**What you will do:**
Make an exact copy of the records, with the images left out.

Pointing dataset excerpts
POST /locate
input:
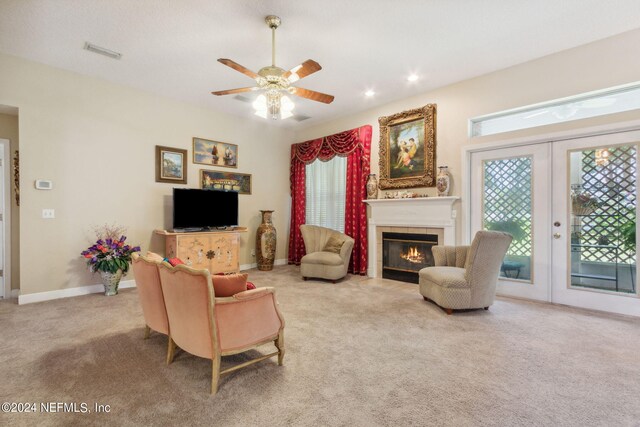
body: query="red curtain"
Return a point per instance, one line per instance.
(354, 144)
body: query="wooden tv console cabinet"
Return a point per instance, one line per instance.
(217, 251)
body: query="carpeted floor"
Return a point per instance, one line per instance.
(362, 352)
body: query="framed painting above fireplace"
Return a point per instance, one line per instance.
(408, 148)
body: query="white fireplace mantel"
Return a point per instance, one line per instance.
(423, 212)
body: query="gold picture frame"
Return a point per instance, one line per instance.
(215, 153)
(228, 181)
(408, 148)
(171, 165)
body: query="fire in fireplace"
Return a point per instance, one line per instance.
(405, 254)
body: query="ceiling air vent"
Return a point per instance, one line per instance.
(300, 117)
(102, 51)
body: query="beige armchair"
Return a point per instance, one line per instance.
(328, 253)
(465, 276)
(211, 327)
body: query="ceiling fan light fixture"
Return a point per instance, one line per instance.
(273, 104)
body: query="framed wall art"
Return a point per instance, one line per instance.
(408, 148)
(171, 165)
(214, 153)
(230, 181)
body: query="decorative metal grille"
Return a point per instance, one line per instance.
(614, 185)
(507, 201)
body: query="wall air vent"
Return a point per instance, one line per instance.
(102, 51)
(300, 117)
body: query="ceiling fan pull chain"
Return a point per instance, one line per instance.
(273, 46)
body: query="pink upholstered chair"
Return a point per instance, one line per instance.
(211, 327)
(145, 272)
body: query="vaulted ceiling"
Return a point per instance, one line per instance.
(170, 47)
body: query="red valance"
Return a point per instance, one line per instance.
(340, 144)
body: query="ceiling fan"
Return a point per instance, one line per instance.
(276, 82)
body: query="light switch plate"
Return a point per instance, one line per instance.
(44, 184)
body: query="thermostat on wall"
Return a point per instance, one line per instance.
(44, 184)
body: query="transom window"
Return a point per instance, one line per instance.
(593, 104)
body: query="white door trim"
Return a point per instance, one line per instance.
(5, 208)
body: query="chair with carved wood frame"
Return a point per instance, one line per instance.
(147, 278)
(211, 327)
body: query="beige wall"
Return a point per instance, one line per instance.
(9, 130)
(598, 65)
(96, 141)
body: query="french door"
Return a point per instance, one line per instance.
(571, 208)
(594, 203)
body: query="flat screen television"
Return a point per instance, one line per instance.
(195, 209)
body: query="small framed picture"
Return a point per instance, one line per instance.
(171, 165)
(229, 181)
(213, 153)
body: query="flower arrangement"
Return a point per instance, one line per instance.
(109, 253)
(582, 202)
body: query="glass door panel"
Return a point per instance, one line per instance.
(507, 201)
(603, 216)
(595, 191)
(510, 190)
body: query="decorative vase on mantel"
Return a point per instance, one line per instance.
(443, 181)
(111, 281)
(372, 187)
(266, 243)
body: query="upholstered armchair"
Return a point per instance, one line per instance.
(328, 253)
(211, 327)
(145, 273)
(465, 276)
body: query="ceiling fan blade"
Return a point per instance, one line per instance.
(311, 94)
(238, 67)
(230, 91)
(303, 70)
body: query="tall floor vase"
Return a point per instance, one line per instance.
(111, 281)
(266, 243)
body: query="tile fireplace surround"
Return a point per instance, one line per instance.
(428, 215)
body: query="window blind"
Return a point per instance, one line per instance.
(326, 187)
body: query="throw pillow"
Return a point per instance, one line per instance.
(334, 244)
(229, 285)
(152, 256)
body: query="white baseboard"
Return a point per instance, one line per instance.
(69, 292)
(255, 265)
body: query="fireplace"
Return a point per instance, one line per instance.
(405, 254)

**Written reply:**
POST /locate
input:
body: query="red curtain"
Return a point per instance, one line per instance.
(354, 144)
body: query="wooden tv console cabinet"
Return a point per instance, one line per instance.
(217, 251)
body: query="carpeted floor"
Return a point per instance, one line per instance.
(362, 352)
body: query="framed painting above fireplace"
Return a point per instance, one line per instance.
(408, 148)
body: query="white fireplace mantel"
Return a point per instance, one line per instance.
(423, 212)
body: query="gold picture frame"
Return a point per instance, one line per instance.
(215, 153)
(228, 181)
(408, 148)
(171, 165)
body: query="fire in fireplace"
Return a point per instance, one line per instance.
(405, 254)
body: query="ceiling air vent"
Return a point per instance, one line per instance.
(300, 117)
(102, 51)
body: query="beige armchair"
Return a point per instance, one line per instance.
(328, 253)
(465, 276)
(211, 327)
body: query="ceiling fan light fixture"
Return a point per instance, one line per instance.
(273, 104)
body: query="framed wall art"
Return a point per instance, one line per instance.
(408, 148)
(171, 165)
(214, 153)
(230, 181)
body: query="decorative metal grille"
Return a point per instance, one line per instance.
(614, 185)
(507, 201)
body: query="wall air vent"
Return a point per instance, one line per instance.
(102, 51)
(300, 117)
body: query="ceiling fan pull chain"
Return a point per instance, one line per instance.
(273, 46)
body: query="pink upholstered chair"
Return a point per instance, one line per instance.
(211, 327)
(145, 272)
body: query="vaulted ceiling"
Return a point per instance, one line per instance.
(170, 47)
body: query="red valance"
Return a point per instance, one line per instance.
(340, 144)
body: query="ceiling fan"
Return a point per instance, one line per instance.
(276, 82)
body: query="light switch plate"
Return a point per instance, one line per instance.
(44, 184)
body: query="thermostat on wall"
Return a point per instance, one line per instance.
(44, 184)
body: query="transom window"
Return a point per instance, one line per instance.
(593, 104)
body: query="white door trim"
Return a point per instance, one line per instance.
(5, 208)
body: query="chair with carved wood frame"
Return a point per instance, one line per instance.
(147, 278)
(211, 327)
body: query="beige wall"
Return a point per instance, one line per instance.
(9, 130)
(598, 65)
(96, 141)
body: query="french door"
Return a point per instance, one line per instance.
(571, 208)
(594, 203)
body: query="flat screen television"
Return a point per instance, one line per instance.
(195, 209)
body: query="small framed picture"
Return a point per instance, one line per instance.
(171, 165)
(229, 181)
(213, 153)
body: query="flower arrangement"
Return a point per instance, one line per instance.
(109, 253)
(582, 202)
body: query="glass door panel"
Return a point per instance, one line per instance.
(507, 201)
(603, 216)
(595, 191)
(510, 190)
body: query="decorative vase on mantel"
Return a point per instance, one line per instance.
(443, 181)
(111, 281)
(372, 187)
(266, 243)
body: query="upholstered armchair"
Return a point per instance, one line per instance.
(328, 253)
(211, 327)
(145, 273)
(465, 276)
body: query="ceiling fan blade"
Return a point per instance, one line per instance.
(311, 94)
(238, 67)
(230, 91)
(303, 70)
body: query="tall floor vase"
Return a point per instance, one line per instance.
(111, 281)
(266, 243)
body: query="tile fireplace surround"
Return a point per instance, one line per instance.
(428, 215)
body: query="window blind"
Return a point per instance, one line per instance.
(326, 187)
body: query="throw pillow"
Return a point per instance, one line per instance.
(334, 244)
(229, 285)
(152, 256)
body: query="white baseboard"
Return a point per instance, one line per instance.
(69, 292)
(255, 265)
body: query="fireplace"
Return a point per instance, one line per instance.
(405, 254)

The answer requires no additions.